───── Material for this exercise ─────

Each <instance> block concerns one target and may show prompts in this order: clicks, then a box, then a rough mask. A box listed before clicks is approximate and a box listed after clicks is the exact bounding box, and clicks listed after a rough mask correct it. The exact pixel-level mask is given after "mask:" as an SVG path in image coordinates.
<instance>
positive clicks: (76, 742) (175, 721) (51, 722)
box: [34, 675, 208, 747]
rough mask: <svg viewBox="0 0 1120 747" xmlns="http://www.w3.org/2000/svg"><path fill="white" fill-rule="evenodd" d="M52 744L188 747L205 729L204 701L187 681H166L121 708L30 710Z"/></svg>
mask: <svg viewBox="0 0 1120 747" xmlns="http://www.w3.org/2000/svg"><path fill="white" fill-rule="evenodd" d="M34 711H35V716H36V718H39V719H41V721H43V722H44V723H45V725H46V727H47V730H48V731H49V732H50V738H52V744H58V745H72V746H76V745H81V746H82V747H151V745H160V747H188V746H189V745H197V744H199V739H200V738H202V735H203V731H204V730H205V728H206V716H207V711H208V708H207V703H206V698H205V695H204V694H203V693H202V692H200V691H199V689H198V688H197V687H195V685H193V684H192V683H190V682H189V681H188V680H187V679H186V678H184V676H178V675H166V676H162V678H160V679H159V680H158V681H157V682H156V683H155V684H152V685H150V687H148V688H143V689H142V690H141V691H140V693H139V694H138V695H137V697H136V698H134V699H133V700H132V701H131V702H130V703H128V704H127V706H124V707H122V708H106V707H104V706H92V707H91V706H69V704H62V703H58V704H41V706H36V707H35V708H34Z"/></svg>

─────

Print the records from their start through the line containing "box: [34, 675, 208, 747]", both ends included, reproducing each line without any change.

* _Exercise answer_
Each <instance> block concerns one target and may show prompts in this order: clicks, then a box, then a rough mask. A box listed before clicks is approximate and a box listed after clicks is the exact bounding box, and clicks listed after a rough mask correct it. The exact pixel-level mask is given after "mask:" as an SVG path in image coordinates.
<instance>
positive clicks: (76, 742) (175, 721) (51, 722)
box: [34, 675, 208, 747]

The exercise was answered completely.